§ **EXERCISE INSTRUCTIONS**
Reproduce word for word the passage of the obstruction-law discussion running from "And it's the" down to "the principle, right?".
>> BEGIN EXCERPT
States have general obstruction laws that don't have to do with tampering of evidence, that kind of thing.

And so Jackson is saying, I don't think that Congress would have intended for this to be really kind of like a first of its kind, broad general obstruction crime, and that Congress would have just created that as like the last subsection of this broader sort of tampering with evidence law.

She points out that, like, the state laws that are about general obstruction crimes, those are generally misdemeanors, whereas this law that Congress was creating in 2001 carries a possible sentence of 20 years.

They obviously meant to create something new and maybe different that would carry a very serious possible penalty.

And so Jackson's just like looking at all of this and saying, yeah, I don't actually think that there was supposed to be this kind of catch-all general provision at the end of this that just applies to any obstruction when we have general obstruction laws elsewhere that don't carry such a serious penalty.

And this law specifically in Jackson's analysis seems to come out of be sort of specific to the situation that like Enron presented, meaning a situation where people were illegally tampering with evidence in order to obstruct official proceedings, right?

I want to make a couple of points, but first of all, I do think Jackson's got the worst of it here.

I think that this is all relatively

abstract when you compare it to the language of the law, which is pretty clear.

I will give her some credit, though.

I think that she is maybe the only justice here who is like searching for a real principle, or at least going out of her way to be principled, because this whole case is a flip of the way that these cases usually fall.

Usually, generally speaking, it is the libs being like, we should read this in the broader context of the law, of what Congress was trying to do, et cetera.

Give criminal defendants the benefit of the doubt.

Yeah.

And it's the conservatives going the other way, being like, no, no, no, like Congress is sort of stuck with the words that it wrote, right?

Yeah.

So Jackson is trying to be like, I am.

a person of actual principle and this is the principle, right?

Yeah.

I don't think it works for me because I just don't think the principle is that compelling in this particular instance with this particular law.

But I think there's probably some credit here to be given.

Or perhaps she's just a sucker.

I don't know.

It's hard to tell.

Yeah, I don't think she's a sucker.

I think, I mean, I think this is like reasoned through pretty well.

I mean, it's better than Roberts' majority.

100%.
>> END EXCERPT
>> BEGIN MATERIAL PROVIDED
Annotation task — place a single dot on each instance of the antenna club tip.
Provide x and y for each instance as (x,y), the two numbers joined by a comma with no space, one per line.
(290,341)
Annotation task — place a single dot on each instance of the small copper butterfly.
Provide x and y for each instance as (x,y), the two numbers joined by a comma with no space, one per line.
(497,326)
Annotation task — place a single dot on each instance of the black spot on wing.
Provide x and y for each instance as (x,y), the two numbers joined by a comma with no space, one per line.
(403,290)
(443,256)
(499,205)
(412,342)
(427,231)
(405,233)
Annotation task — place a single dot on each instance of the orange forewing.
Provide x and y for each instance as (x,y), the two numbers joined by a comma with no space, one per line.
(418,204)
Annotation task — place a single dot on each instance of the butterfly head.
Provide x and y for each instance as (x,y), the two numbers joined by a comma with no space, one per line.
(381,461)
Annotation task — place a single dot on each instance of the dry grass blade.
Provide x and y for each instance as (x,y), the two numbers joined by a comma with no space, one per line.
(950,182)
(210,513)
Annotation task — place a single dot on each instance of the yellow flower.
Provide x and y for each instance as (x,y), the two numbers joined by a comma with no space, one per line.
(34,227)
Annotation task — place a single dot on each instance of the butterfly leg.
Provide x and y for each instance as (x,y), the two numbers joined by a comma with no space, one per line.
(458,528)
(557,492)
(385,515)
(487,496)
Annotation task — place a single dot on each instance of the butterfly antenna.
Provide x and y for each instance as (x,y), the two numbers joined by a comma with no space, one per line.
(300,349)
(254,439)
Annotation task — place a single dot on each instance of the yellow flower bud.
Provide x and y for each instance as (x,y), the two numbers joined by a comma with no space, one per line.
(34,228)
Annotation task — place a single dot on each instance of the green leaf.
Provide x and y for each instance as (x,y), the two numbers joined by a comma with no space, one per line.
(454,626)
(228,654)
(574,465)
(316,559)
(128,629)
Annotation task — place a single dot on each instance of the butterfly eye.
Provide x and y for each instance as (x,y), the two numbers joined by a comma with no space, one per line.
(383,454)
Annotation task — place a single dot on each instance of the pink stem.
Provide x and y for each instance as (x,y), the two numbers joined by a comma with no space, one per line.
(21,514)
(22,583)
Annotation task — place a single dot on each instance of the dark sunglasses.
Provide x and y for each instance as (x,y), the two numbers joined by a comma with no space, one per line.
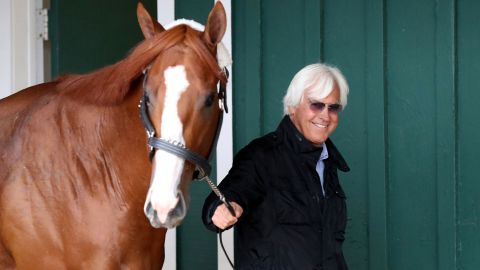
(317,106)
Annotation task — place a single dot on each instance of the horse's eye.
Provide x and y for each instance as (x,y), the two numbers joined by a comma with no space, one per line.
(209,100)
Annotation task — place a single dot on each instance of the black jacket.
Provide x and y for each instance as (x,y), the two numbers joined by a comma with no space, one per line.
(286,223)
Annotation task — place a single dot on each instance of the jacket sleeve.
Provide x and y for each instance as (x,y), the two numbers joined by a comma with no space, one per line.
(242,185)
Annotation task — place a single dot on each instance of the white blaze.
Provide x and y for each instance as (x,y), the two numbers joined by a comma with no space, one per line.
(167,168)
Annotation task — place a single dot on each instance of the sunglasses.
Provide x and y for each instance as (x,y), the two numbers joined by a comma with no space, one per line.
(317,106)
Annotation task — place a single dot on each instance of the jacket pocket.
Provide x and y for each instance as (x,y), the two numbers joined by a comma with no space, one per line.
(291,207)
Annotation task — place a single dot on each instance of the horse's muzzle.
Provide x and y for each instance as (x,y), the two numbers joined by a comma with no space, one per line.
(174,217)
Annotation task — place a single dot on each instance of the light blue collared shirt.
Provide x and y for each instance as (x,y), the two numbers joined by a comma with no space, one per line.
(321,166)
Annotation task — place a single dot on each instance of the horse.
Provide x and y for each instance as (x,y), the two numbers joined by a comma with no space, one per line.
(79,168)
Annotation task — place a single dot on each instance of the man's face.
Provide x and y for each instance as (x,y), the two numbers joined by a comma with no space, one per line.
(315,121)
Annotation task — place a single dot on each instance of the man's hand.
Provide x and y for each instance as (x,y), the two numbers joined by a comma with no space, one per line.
(222,217)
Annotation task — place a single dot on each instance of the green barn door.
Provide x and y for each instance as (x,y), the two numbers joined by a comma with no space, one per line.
(410,132)
(89,34)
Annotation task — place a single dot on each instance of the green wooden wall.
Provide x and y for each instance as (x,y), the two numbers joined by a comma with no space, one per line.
(410,132)
(89,34)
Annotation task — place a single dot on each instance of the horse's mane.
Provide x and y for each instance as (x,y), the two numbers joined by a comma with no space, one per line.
(111,84)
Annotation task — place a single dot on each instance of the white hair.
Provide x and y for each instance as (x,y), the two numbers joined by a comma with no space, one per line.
(317,81)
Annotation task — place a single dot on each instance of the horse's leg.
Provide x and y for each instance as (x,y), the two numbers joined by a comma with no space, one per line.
(6,260)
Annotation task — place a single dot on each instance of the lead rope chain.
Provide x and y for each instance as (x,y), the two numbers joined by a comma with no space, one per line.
(229,207)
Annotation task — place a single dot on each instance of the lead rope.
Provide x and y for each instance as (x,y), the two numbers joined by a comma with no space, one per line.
(229,207)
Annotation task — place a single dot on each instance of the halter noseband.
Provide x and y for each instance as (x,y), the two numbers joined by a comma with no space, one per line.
(202,164)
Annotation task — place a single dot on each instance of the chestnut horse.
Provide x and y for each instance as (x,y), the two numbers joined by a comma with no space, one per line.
(75,174)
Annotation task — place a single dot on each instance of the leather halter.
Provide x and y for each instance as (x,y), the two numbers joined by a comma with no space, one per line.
(202,164)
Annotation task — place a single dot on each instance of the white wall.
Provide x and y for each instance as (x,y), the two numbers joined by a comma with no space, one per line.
(5,48)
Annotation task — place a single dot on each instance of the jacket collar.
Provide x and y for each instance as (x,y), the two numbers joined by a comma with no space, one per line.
(296,141)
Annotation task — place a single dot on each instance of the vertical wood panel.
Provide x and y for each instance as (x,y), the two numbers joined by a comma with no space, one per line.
(468,134)
(445,87)
(196,247)
(411,123)
(376,135)
(247,47)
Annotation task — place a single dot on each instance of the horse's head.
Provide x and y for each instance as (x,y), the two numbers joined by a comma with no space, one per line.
>> END MATERIAL PROVIDED
§ **EXERCISE OUTPUT**
And it's the conservatives going the other way, being like, no, no, no, like Congress is sort of stuck with the words that it wrote, right?

Yeah.

So Jackson is trying to be like, I am.

a person of actual principle and this is the principle, right?